▶ **What you will do**: Reproduce exactly the lines from the line containing "Target: man's ear" through the end of the records below, including both ends, and nothing else.

▶ **Provided information**:
■ ■ ■ ■

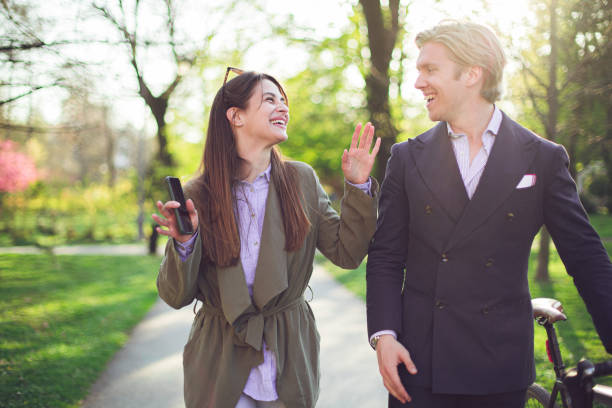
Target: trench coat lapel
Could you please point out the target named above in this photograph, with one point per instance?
(235, 298)
(509, 160)
(436, 162)
(271, 270)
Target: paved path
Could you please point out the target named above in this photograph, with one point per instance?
(125, 249)
(147, 371)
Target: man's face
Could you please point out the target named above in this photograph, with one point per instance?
(441, 81)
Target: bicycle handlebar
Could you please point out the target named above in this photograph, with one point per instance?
(603, 369)
(579, 381)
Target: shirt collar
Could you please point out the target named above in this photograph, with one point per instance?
(265, 175)
(492, 127)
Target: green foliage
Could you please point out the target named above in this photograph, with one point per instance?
(582, 82)
(62, 319)
(47, 215)
(326, 101)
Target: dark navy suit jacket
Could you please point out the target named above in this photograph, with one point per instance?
(449, 274)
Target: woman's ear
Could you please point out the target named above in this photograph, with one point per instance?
(233, 115)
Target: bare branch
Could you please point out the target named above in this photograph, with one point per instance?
(534, 99)
(31, 91)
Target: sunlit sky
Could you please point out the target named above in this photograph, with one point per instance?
(321, 17)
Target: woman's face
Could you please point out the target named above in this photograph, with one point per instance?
(266, 115)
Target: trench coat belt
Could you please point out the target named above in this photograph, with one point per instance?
(251, 331)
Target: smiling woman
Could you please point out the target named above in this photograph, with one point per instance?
(258, 221)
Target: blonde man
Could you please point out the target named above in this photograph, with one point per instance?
(449, 310)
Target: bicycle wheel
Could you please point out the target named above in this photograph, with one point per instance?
(537, 397)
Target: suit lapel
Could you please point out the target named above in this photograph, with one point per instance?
(435, 159)
(271, 271)
(508, 162)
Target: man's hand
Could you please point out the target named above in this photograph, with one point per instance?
(390, 354)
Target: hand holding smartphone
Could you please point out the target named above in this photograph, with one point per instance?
(182, 215)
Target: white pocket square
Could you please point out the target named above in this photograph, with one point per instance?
(527, 181)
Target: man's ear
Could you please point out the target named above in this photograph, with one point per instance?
(234, 117)
(474, 74)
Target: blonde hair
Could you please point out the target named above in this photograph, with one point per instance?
(471, 44)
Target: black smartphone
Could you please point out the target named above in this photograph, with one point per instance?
(182, 216)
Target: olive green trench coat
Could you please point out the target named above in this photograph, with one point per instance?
(225, 342)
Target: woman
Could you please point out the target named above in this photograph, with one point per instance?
(258, 220)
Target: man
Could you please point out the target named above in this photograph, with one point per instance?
(449, 309)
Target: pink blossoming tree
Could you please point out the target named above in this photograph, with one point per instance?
(17, 170)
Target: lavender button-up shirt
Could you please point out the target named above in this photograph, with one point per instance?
(250, 210)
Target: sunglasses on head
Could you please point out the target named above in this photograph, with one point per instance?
(236, 71)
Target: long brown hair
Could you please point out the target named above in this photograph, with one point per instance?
(211, 191)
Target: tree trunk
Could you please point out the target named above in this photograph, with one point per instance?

■ ■ ■ ■

▶ **Exercise response**:
Target: man's ear
Could you please point out the target named above in this photograph, with one point per instance?
(234, 117)
(474, 74)
Target: blonde hair
Could you please point out the target named above in this photograph, with one point per instance?
(471, 44)
Target: black smartphone
Could you please point out the target named above in this photograph, with one point per instance?
(182, 216)
Target: olive green trench coat
Could you please point out the target named above in this photograph, with one point per instance?
(225, 342)
Target: woman
Could you please point out the target named above in this photograph, with one point per instance?
(258, 220)
Target: man
Could you please point out the target named above in this photograph, with one point per instance?
(449, 309)
Target: pink blossoming tree
Could you please point out the target named above in this photograph, with one point per instance?
(17, 170)
Target: lavender button-up shirt
Could you please point out the target named above in this photograph, with one point per instance?
(250, 210)
Target: sunglasses on head
Could you please point out the target named above in this photograph, with one point per instance?
(236, 71)
Target: long brown hair
Could you please point out the target named above in this photograph, with one point per instance?
(211, 191)
Target: tree trunk
Could you please point out the target named above in this photograph, with one point per instance?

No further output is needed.